* [Work instructions]: Type out every entry again, character for character.

(Stored data)
**********
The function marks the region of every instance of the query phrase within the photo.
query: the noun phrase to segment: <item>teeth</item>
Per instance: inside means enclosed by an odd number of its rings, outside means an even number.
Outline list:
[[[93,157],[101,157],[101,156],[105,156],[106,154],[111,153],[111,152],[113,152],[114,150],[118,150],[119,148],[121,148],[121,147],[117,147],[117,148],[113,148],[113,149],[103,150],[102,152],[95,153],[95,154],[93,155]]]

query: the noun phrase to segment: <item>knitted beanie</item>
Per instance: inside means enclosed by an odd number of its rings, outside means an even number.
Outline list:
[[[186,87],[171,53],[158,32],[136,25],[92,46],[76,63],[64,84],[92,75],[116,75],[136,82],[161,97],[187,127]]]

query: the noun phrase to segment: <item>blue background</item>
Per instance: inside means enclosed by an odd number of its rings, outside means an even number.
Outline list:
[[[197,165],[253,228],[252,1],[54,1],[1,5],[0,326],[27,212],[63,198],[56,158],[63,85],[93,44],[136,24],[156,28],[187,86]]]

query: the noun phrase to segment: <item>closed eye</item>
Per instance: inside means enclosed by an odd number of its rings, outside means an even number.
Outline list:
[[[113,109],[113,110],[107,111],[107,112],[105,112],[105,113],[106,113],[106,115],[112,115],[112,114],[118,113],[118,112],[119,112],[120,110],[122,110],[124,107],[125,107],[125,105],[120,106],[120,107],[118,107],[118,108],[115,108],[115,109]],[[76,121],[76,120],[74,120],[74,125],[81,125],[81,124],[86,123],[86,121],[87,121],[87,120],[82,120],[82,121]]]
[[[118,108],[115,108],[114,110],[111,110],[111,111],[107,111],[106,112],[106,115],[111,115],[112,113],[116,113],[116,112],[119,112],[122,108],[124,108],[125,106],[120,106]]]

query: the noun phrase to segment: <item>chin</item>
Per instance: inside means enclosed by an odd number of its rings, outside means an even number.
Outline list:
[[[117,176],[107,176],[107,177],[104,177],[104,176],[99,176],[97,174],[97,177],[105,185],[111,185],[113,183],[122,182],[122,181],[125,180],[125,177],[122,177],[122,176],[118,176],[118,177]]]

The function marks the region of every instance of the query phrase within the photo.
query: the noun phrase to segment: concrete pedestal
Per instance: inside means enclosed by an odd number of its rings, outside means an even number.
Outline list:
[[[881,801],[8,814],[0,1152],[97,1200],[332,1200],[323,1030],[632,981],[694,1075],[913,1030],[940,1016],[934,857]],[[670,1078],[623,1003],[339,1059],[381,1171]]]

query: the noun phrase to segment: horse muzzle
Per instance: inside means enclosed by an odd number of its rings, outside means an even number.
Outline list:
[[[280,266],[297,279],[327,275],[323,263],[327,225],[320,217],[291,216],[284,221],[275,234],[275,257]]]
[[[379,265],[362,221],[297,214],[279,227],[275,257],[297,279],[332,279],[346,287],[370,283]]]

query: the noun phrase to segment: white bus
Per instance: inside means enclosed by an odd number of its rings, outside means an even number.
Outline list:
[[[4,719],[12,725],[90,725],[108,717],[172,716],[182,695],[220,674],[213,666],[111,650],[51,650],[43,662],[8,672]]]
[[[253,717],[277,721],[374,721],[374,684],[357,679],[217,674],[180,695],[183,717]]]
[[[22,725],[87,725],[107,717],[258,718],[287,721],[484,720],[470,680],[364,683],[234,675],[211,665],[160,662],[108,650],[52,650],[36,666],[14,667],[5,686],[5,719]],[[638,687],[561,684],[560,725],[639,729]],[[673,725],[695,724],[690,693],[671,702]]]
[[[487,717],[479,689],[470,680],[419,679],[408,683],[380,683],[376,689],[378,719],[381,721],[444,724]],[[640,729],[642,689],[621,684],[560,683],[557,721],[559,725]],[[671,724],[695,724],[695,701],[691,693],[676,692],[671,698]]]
**********
* [Exercise answer]:
The function marks the region of every instance of the query phrase within the photo.
query: the noun phrase to segment: <item>teeth</item>
Per instance: inside means enclosed by an odd number of its rings, outside means an even number.
Outline list:
[[[93,157],[101,157],[101,156],[105,156],[106,154],[111,153],[111,152],[113,152],[114,150],[118,150],[119,148],[121,148],[121,147],[117,147],[117,148],[113,148],[113,149],[103,150],[102,152],[95,153],[95,154],[93,155]]]

query: the noun phrase to segment: <item>knitted beanie</item>
Per instance: inside means enclosed by an odd number of its rings, outside means an even number.
Outline list:
[[[186,87],[171,53],[158,32],[136,25],[92,46],[76,63],[64,84],[92,75],[116,75],[136,82],[161,97],[187,127]]]

query: the noun phrase to segment: <item>blue background</item>
Per instance: inside means enclosed by an odd number of its rings, outside means an even number.
Outline list:
[[[197,165],[253,228],[252,1],[54,1],[1,5],[0,326],[27,212],[63,198],[56,158],[63,85],[93,44],[136,24],[156,28],[187,86]]]

query: the noun phrase to segment: <item>closed eye</item>
Per instance: inside means enclosed by an odd number of its rings, outside means an even number.
Outline list:
[[[113,109],[113,110],[107,111],[107,112],[105,112],[105,113],[106,113],[106,115],[112,115],[112,114],[118,113],[118,112],[119,112],[120,110],[122,110],[124,107],[125,107],[125,105],[120,106],[120,107],[118,107],[118,108],[115,108],[115,109]],[[76,121],[76,120],[74,120],[74,125],[81,125],[81,124],[86,123],[86,121],[87,121],[87,120],[82,120],[82,121]]]
[[[118,108],[115,108],[114,110],[111,110],[111,111],[107,111],[106,112],[106,115],[111,115],[112,113],[116,113],[116,112],[119,112],[122,108],[124,108],[125,106],[120,106]]]

query: the noun phrase to segment: <item>chin</item>
Per instance: inside means enclosed by an odd number of its rings, outside means an even number.
Outline list:
[[[117,176],[107,176],[107,177],[104,177],[104,176],[99,176],[97,174],[97,177],[105,185],[111,185],[113,183],[122,182],[122,181],[125,180],[125,177],[122,177],[122,176],[118,176],[118,177]]]

The function marks the region of every instance of the query phrase within the photo.
query: the noun phrase to segment: concrete pedestal
Per instance: inside means enclosed by an odd number of its rings, outside means an even number.
Outline list:
[[[881,801],[8,814],[0,1152],[97,1200],[332,1200],[323,1030],[632,981],[694,1075],[913,1030],[940,1016],[934,857]],[[670,1078],[623,1003],[339,1059],[381,1171]]]

query: the noun phrase to segment: horse muzzle
Per instance: inside means enclosed by an odd number of its rings, outside means an even number.
Outline list:
[[[280,266],[297,279],[327,275],[323,263],[327,225],[320,217],[291,216],[284,221],[275,234],[275,257]]]
[[[379,265],[362,221],[297,214],[279,227],[275,257],[297,279],[332,279],[346,287],[370,283]]]

query: the noun phrase to segment: white bus
Per instance: inside means enclosed by an odd number of its rings, outside means an even number.
Outline list:
[[[4,719],[12,725],[90,725],[108,717],[172,716],[182,695],[220,674],[213,666],[111,650],[51,650],[43,662],[8,672]]]
[[[253,717],[277,721],[374,721],[374,684],[357,679],[217,674],[180,695],[183,717]]]
[[[22,725],[87,725],[107,717],[258,718],[287,721],[484,720],[470,680],[364,683],[234,675],[211,665],[160,662],[108,650],[52,650],[36,666],[14,667],[5,686],[5,719]],[[638,687],[561,684],[560,725],[639,729]],[[673,725],[695,724],[690,693],[671,702]]]
[[[487,717],[479,689],[470,680],[419,679],[408,683],[380,683],[376,689],[378,719],[381,721],[444,724]],[[640,729],[642,689],[621,684],[560,683],[557,721],[559,725]],[[671,724],[695,724],[695,701],[691,693],[676,692],[671,698]]]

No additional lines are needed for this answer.